___ Exercise passage

My PhD research at the University of Cambridge (advised by Dr. Olivier Restif) aims to elucidate the connections between bat ecology and viral emergence, focusing on fruit bats (family Pteropodidae) and paramyxoviruses (which include the lethal zoonotic Hendra and Nipah viruses). For my first chapter, I am currently analyzing paramyxovirus and filovirus serology in Eidolon helvum, and its relationship to the ecology and life history of this enigmatic, highly mobile species. This research will hopefully inform both bat conservation efforts and local public health measures.
My undergraduate thesis and ongoing related projects grew out of a Yale-Smithsonian internship I completed in 2018, focusing on ecogeographic variation in treeshrews (Scandentia). In collaboration with Dr. Eric Sargis at Yale and Dr. Link Olson at UAF, I analyze multivariate morphometric data from museum specimens to clarify taxonomic boundaries and conservation priorities for these poorly studied mammals. We also use these data to investigate the effects of latitude and island biogeography on body size and shape in treeshrews.
I grew up in India and am passionate about South Asian wildlife conservation. I serve as a species page contributor for Scandentia on the India Biodiversity Portal, and am the founder and administrator of the Small Mammals of India micro-site, a hub for aggregating citizen science data.
Previously I worked with Dr. Sara Ruane, then at the AMNH Department of Herpetology, on the morphology and ecology of Malagasy snakes (see our project featured here!). Our work culminated in the description of a new cryptic species, Mimophis occultus, based on an integrative analysis of molecular and morphological data.

______
___ Data section

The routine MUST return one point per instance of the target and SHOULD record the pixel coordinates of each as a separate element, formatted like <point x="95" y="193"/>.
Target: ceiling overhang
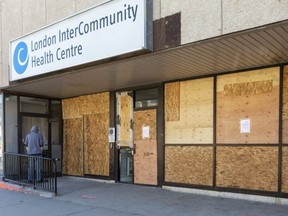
<point x="263" y="46"/>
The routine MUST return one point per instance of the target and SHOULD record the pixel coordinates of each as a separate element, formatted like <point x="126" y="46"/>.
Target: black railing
<point x="35" y="171"/>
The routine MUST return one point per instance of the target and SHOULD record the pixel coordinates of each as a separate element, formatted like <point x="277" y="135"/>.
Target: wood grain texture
<point x="73" y="147"/>
<point x="285" y="107"/>
<point x="285" y="169"/>
<point x="146" y="118"/>
<point x="258" y="101"/>
<point x="145" y="162"/>
<point x="96" y="145"/>
<point x="253" y="168"/>
<point x="189" y="165"/>
<point x="85" y="105"/>
<point x="172" y="101"/>
<point x="195" y="125"/>
<point x="126" y="107"/>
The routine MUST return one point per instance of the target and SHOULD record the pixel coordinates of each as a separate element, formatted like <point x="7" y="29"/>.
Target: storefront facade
<point x="168" y="95"/>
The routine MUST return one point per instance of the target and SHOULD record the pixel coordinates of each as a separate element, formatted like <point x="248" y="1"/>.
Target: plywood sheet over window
<point x="96" y="145"/>
<point x="252" y="98"/>
<point x="73" y="147"/>
<point x="189" y="165"/>
<point x="172" y="101"/>
<point x="285" y="170"/>
<point x="195" y="122"/>
<point x="285" y="107"/>
<point x="254" y="168"/>
<point x="95" y="108"/>
<point x="85" y="105"/>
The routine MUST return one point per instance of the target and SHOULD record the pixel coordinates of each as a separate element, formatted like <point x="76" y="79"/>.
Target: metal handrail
<point x="35" y="171"/>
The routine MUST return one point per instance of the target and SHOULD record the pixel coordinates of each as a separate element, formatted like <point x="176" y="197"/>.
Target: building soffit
<point x="263" y="46"/>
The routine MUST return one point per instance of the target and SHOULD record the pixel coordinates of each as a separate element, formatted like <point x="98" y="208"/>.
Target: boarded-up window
<point x="248" y="107"/>
<point x="189" y="112"/>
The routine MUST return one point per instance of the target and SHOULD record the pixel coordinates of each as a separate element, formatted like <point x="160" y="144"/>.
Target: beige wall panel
<point x="11" y="28"/>
<point x="240" y="15"/>
<point x="125" y="113"/>
<point x="72" y="108"/>
<point x="57" y="10"/>
<point x="36" y="9"/>
<point x="254" y="168"/>
<point x="195" y="16"/>
<point x="285" y="107"/>
<point x="146" y="118"/>
<point x="73" y="147"/>
<point x="145" y="162"/>
<point x="196" y="114"/>
<point x="96" y="145"/>
<point x="285" y="170"/>
<point x="172" y="101"/>
<point x="250" y="95"/>
<point x="85" y="4"/>
<point x="189" y="165"/>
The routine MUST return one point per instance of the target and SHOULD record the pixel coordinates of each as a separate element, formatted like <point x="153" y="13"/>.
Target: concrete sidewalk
<point x="79" y="196"/>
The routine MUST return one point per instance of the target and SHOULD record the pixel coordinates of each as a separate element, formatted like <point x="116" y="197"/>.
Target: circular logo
<point x="20" y="58"/>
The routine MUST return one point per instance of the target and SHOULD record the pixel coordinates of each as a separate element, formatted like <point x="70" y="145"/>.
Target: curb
<point x="7" y="186"/>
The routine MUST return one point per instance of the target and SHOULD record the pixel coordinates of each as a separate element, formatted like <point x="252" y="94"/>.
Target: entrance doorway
<point x="21" y="113"/>
<point x="42" y="124"/>
<point x="136" y="137"/>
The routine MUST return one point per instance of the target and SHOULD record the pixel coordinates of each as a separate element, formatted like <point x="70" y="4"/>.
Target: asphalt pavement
<point x="78" y="196"/>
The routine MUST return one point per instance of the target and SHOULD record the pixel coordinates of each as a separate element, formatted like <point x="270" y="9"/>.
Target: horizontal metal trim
<point x="247" y="145"/>
<point x="183" y="145"/>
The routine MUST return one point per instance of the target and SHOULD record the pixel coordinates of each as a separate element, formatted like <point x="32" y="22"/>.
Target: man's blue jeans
<point x="34" y="170"/>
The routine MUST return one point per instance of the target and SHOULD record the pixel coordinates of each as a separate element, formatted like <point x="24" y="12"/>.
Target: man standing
<point x="34" y="147"/>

______

_Task 1_. List every person the research profile names with the title "Dr."
_Task 2_.
Answer these questions from the research profile:
(a) In which species is paramyxovirus and filovirus serology being analyzed for the first chapter?
(b) In what year was the Yale-Smithsonian internship completed?
(c) What new cryptic species was described in the work on Malagasy snakes?
_Task 3_. Quote the research profile from "I grew up in" to "citizen science data.", inclusive.

_Exercise result 1_.
Dr. Olivier Restif
Dr. Eric Sargis
Dr. Link Olson
Dr. Sara Ruane

_Exercise result 2_.
(a) Eidolon helvum
(b) 2018
(c) Mimophis occultus

_Exercise result 3_.
I grew up in India and am passionate about South Asian wildlife conservation. I serve as a species page contributor for Scandentia on the India Biodiversity Portal, and am the founder and administrator of the Small Mammals of India micro-site, a hub for aggregating citizen science data.